◆ Excerpt provided ◆
Our very first school - the nine months in the womb


The Canadian prenatal psychologist Thomas Verny describes this so brilliantly: "Where do we first experience the nascent emotions of love, rejection, anxiety, and joy? In the first school we ever attend - in our mother's womb. Naturally, the student brings into this situation certain genetic endowments: intelligence, talent and preferences. However, the teacher's personality exerts a powerful influence on the result. Is she interested, patient, and knowledgeable? Does she spend time with thé student? Does she like him, love him? Does she enjoy teaching? Is she happy, sad, or distracted? Is the classroom quiet or noisy, too hot or too cold, a place of calm and tranquility or a cauldron of stress?

Numerous lines of evidence and hundreds of research studies have convinced me that it makes a difference whether we are conceived in love or hate, anxiety or violence. It makes a difference whether the woman desires to be pregnant and wants to have a child or whether that child is unwanted. It makes a difference whether the mother feels supported by family and friends, is free of addictions, lives in a stable and stress-free environment, and she receives good prenatal care.“

And Verny describes the impact of prenatal bonding in these words: "A secure person has a deep-rooted self-confidence. They know that everything will work out. They know this with the wonderful certainty of someone who has been told since the first spark of consciousness, and who has been told again and again, that they are wanted and loved. From this feeling, specific character traits naturally follow, such as optimism, confidence, openness to others and extroversion" (Extract from the book: "The secret life of the child before birth", page 29/30).

 

THE „A.P.P.A.“ METHOD 

ACADEMY TO PROMOTE PRENATAL ATTACHMENT
(PRENATAL BONDING)


Over the past few decades, scientists and researchers from all over the world and working in different disciplines such as molecular biology, gynaecology, psychology, epigenetics, neuroscience and brain research have intensively explored the experience of prenatal babies and the impact of the inner and outer circumstances of their intrauterine life.

Quite a significant number of methods and approaches have thus emerged, all of which aim to improve the physical and psychological health of the unborn child and to ensure that the pregnancy goes as smoothly as possible for the pregnant woman and her baby. These concepts include hypno-birthing, haptonomy, various forms of yoga, meditation, to name but a few.

But it is above all prenatal psychology that has endeavored to find out what the baby feels in utero, what experiences it is already undergoing before it is born and what impact this has on it, for example, if its mother is very stressed or disturbed by a possibly unwanted pregnancy? Or what are the effects of MAP on the development and the quality of the emotional bond between mother and baby when conception takes place outside of a loving act between a woman and a man but in a plastic Petri dish standing in a cold and sterile laboratory? As many questions as answers.

Two Hungarian psychoanalysts, György Hidas and Jenö Raffai, developed a very special method they called BONDING ANALYSIS. I took the 3-year training course Raffai offered in Germany to learn this method and I graduated as CERTIFIED BONDING ANALYST. At first I just accompanied pregnant women with BA, then I went on developing my own teaching concept based on what I had learned in my BA training course and adding further elements such as my "Self-Parenting" concept that I will explain in detail in my courses.

My courses are especially intended for all maternity and childbirth professionals, as well as body therapists, natural health professionals, social workers,  pregnancy counselors and anyone interested in prenatal bonding.

[Records contained in a dataset]

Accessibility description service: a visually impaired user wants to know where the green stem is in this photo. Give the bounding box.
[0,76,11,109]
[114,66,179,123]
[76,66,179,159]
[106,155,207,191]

◆ Work request A ◆
List the research disciplines that the text on prenatal bonding names as having explored the experience of prenatal babies.
◆ Work request B ◆
Set down everything in the text on prenatal bonding from "Over the past" down to "their intrauterine life.".

◆ Answer space A ◆
molecular biology, gynaecology, psychology, epigenetics, neuroscience, brain research

◆ Answer space B ◆
Over the past few decades, scientists and researchers from all over the world and working in different disciplines such as molecular biology, gynaecology, psychology, epigenetics, neuroscience and brain research have intensively explored the experience of prenatal babies and the impact of the inner and outer circumstances of their intrauterine life.